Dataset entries
◆ ◆ ◆

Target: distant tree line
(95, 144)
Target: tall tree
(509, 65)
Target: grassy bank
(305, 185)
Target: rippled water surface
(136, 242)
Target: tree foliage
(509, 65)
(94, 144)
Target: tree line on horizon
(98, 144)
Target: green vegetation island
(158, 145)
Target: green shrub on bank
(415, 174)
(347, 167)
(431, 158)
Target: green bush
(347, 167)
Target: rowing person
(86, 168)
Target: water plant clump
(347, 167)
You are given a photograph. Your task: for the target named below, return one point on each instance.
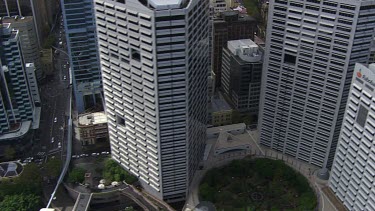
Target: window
(120, 120)
(136, 55)
(362, 115)
(290, 59)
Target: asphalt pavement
(55, 100)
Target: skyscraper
(79, 22)
(241, 75)
(28, 39)
(230, 25)
(16, 104)
(311, 49)
(353, 169)
(154, 61)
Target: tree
(9, 153)
(77, 175)
(53, 167)
(20, 202)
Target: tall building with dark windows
(241, 75)
(16, 103)
(154, 60)
(353, 170)
(229, 25)
(79, 22)
(311, 49)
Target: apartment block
(154, 60)
(353, 170)
(79, 22)
(311, 49)
(230, 25)
(241, 75)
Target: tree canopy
(53, 167)
(20, 202)
(77, 175)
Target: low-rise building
(92, 127)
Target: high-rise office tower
(79, 22)
(241, 75)
(16, 103)
(311, 49)
(43, 12)
(230, 25)
(154, 61)
(353, 169)
(29, 41)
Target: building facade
(79, 23)
(155, 63)
(353, 170)
(230, 25)
(92, 127)
(311, 49)
(42, 11)
(16, 105)
(241, 75)
(29, 41)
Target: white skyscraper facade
(353, 169)
(154, 60)
(311, 49)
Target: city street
(55, 101)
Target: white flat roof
(92, 118)
(165, 4)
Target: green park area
(257, 184)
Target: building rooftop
(17, 19)
(165, 4)
(92, 118)
(219, 104)
(245, 49)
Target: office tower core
(311, 49)
(154, 60)
(79, 22)
(353, 170)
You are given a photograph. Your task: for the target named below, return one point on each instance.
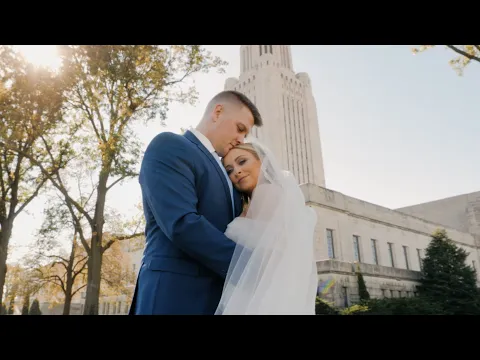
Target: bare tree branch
(461, 52)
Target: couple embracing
(227, 230)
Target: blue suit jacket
(187, 206)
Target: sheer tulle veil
(273, 270)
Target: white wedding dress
(273, 270)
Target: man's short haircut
(241, 99)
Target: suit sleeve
(168, 183)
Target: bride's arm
(246, 229)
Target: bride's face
(243, 168)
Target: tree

◆ ◆ ◆

Required action →
Set out, exactly as written, the lines from the line with "Target: sheer tulle veil" to the last line of the records, inclusive, and only those lines.

Response to this exercise →
Target: sheer tulle veil
(273, 270)
Target: white wedding dress
(273, 270)
Target: man's short haircut
(241, 99)
Target: suit sleeve
(168, 183)
Target: bride's arm
(246, 229)
Target: bride's face
(243, 168)
Target: tree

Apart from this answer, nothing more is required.